The data
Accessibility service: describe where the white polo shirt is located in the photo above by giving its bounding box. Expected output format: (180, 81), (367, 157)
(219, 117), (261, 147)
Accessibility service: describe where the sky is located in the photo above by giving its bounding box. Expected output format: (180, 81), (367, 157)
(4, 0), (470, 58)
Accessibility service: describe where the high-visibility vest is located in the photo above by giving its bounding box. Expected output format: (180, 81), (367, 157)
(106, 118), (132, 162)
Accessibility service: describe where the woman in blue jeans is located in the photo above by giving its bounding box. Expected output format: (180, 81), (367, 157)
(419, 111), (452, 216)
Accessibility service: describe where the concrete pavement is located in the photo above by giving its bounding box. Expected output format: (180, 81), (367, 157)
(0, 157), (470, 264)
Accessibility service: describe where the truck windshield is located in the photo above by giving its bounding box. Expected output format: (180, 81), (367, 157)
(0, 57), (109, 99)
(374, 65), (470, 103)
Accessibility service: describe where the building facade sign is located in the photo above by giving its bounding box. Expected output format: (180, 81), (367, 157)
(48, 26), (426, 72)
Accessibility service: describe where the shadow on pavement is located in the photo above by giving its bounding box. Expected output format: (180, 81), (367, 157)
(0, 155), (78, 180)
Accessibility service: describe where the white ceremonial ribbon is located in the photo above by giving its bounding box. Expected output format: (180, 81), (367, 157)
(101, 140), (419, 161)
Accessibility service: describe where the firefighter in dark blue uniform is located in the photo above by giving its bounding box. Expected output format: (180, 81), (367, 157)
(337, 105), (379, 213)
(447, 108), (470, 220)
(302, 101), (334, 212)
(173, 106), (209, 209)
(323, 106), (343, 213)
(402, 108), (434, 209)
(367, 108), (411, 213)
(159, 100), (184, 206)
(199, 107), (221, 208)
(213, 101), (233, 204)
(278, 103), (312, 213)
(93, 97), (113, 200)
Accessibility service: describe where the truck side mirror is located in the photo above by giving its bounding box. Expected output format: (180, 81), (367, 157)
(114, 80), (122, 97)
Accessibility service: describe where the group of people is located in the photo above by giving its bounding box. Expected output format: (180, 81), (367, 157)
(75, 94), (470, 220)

Task objective
Convert the records above into a two-column CSV headed "request" and "answer," with one row for each request. Each row holds the request's text and its answer, each in a single quoted field, with line breaks replaced by spaces.

Solution to this task
request,answer
"Accessibility service: describe where the white polo shirt is located in the photo above by giving its bounding box. Expected output format: (180, 81), (367, 157)","(219, 117), (261, 147)"
"Accessibility service: describe where the sky is located in the photo above by giving its bounding box. Expected output format: (180, 81), (367, 157)","(4, 0), (470, 58)"
"Accessibility service: describe where the high-visibility vest is located in the photo above by giving its bounding box. Expected output format: (180, 81), (367, 157)","(106, 118), (132, 162)"
"Accessibility service: describe where the woman in blue jeans is located in the photo above by giving its bounding box. Expected output format: (180, 81), (367, 157)","(419, 111), (452, 216)"
"Accessibility service: describe where the concrete pavement is located in the photo above by giving its bounding box. Expected output format: (180, 81), (367, 157)","(0, 157), (470, 264)"
"Accessibility service: describe where the truck windshield is located in the photo above by giving its bounding box. Expected output format: (180, 81), (367, 157)","(0, 57), (109, 99) (374, 65), (470, 103)"
"Accessibility service: describe where the building facade sign is located in the photo above by giving its bounding box. Expected output format: (180, 81), (367, 157)","(48, 26), (426, 72)"
"Accessibility service: describe where the shadow on pavement is located in the photo above by giving its bounding box. Expected output format: (180, 81), (367, 157)","(0, 155), (78, 180)"
"Accessibility service: describe where the white ceremonial ribbon is located in the photo above by giving its bounding box. Expected output format: (180, 81), (367, 157)","(101, 140), (419, 161)"
"Accessibility service: describe where the firefighter in dark blue uniform is located in the photo above by giving its bounding box. Expected output format: (180, 81), (367, 157)","(337, 105), (379, 213) (447, 108), (470, 220) (302, 101), (334, 212) (173, 106), (209, 209) (323, 106), (343, 213) (402, 108), (434, 209) (367, 108), (411, 213) (159, 100), (184, 206) (199, 107), (221, 208) (213, 101), (233, 204) (278, 103), (312, 213) (93, 97), (113, 200)"
"Accessibility service: describe where the truck side mirror is located in the photo above by giving its bounding box. Expected output format: (180, 81), (367, 157)","(114, 80), (122, 97)"
"Accessibility service: describe where the group of people is located in the photo above by giving its bounding box. Expected output format: (180, 81), (367, 157)","(75, 94), (470, 220)"